--- Textausschnitt ---

Das heutige System mit dem Unterschreiben von Unterschriftenbögen von Hand auf Papier und der Beglaubigung durch die Gemeinden meist von Hand sei "fehleranfällig, ineffizient, veraltet und ermöglicht Missstände", schreibt Mühlemann. Der Sammel- und Verifizierungsprozess solle neu digitalisiert ablaufen.
Mit 20 zu 15 Stimmen bei drei Enthaltungen sagte die kleine Kammer Ja zu seinem Vorstoss.
Bundeskanzler mahnt zur Vorsicht
Bundeskanzler Viktor Rossi wandte sich im Ständerat erfolglos gegen ein Ja zu Mühlemanns Motion. Er sagte, je nach Ausgestaltung von E-Collecting habe diese Technik das Potenzial, die Ausgestaltung der Grundrechte "grundlegend zu verändern". Neue Risiken müssten antizipiert werden. Deshalb sei es verfrüht, derzeit voll auf das digitale Sammeln von Unterschriften zu setzen. Der Bund wolle nun zuerst einmal ein Pilotprojekt zum E-Collecting durchführen.
Der Bundesrat hat in Erfüllung eines Postulats bereits einen Bericht zu E-Collecting verabschiedet und die Bundeskanzlei mit der Durchführung eines Vorprojekts beauftragt. Rossi sagte, wie bei Arbeiten zur Einführung eines elektronischen Identitätsausweises (E-ID) wolle die Bundeskanzlei fürs Prüfen des E-Collecting einen partizipativen Prozess.

--- Vorliegende Daten ---

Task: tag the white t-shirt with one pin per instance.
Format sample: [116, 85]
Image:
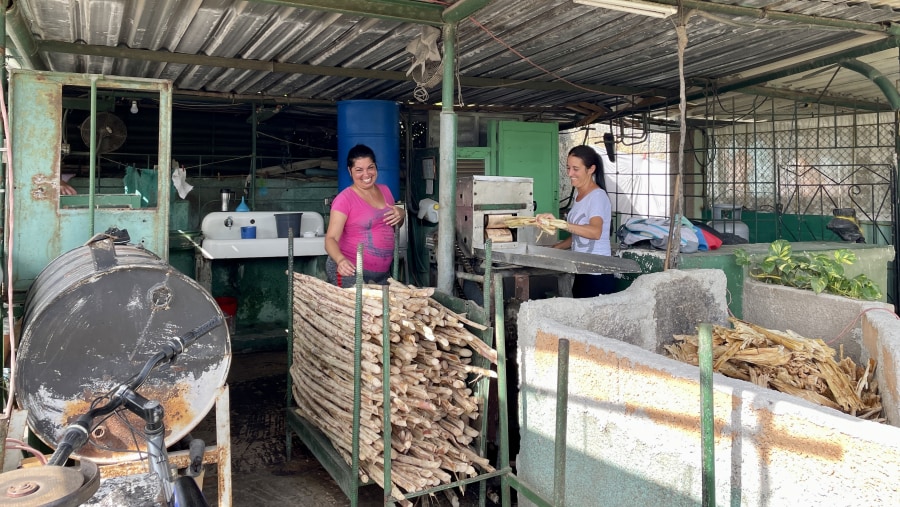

---

# Aufgaben
1 - Prüfen Sie, ob die Aussagen (a) bis (c) mit dem Textausschnitt übereinstimmen, und belegen Sie jedes Ja oder Nein mit einem wörtlichen Zitat der entscheidenden Stelle.
(a) Die kleine Kammer nahm den Vorstoss mit 20 zu 15 Stimmen bei drei Enthaltungen an.
(b) Bundeskanzler Viktor Rossi unterstützte Mühlemanns Motion im Ständerat.
(c) Der Bund will zunächst ein Pilotprojekt zum E-Collecting durchführen.
2 - Schreiben Sie aus dem Textausschnitt die Passage von „Bundeskanzler mahnt zur“ bis einschließlich „zum E-Collecting durchführen.“ wortgetreu ab.
Die Zeilen stehen in keinem Zusammenhang mit dem Textausschnitt.

# Lösungen
1 -
(a) Ja: „Mit 20 zu 15 Stimmen bei drei Enthaltungen sagte die kleine Kammer Ja zu seinem Vorstoss.“
(b) Nein: „Bundeskanzler Viktor Rossi wandte sich im Ständerat erfolglos gegen ein Ja zu Mühlemanns Motion.“
(c) Ja: „Der Bund wolle nun zuerst einmal ein Pilotprojekt zum E-Collecting durchführen.“

2 -
Bundeskanzler mahnt zur Vorsicht
Bundeskanzler Viktor Rossi wandte sich im Ständerat erfolglos gegen ein Ja zu Mühlemanns Motion. Er sagte, je nach Ausgestaltung von E-Collecting habe diese Technik das Potenzial, die Ausgestaltung der Grundrechte "grundlegend zu verändern". Neue Risiken müssten antizipiert werden. Deshalb sei es verfrüht, derzeit voll auf das digitale Sammeln von Unterschriften zu setzen. Der Bund wolle nun zuerst einmal ein Pilotprojekt zum E-Collecting durchführen.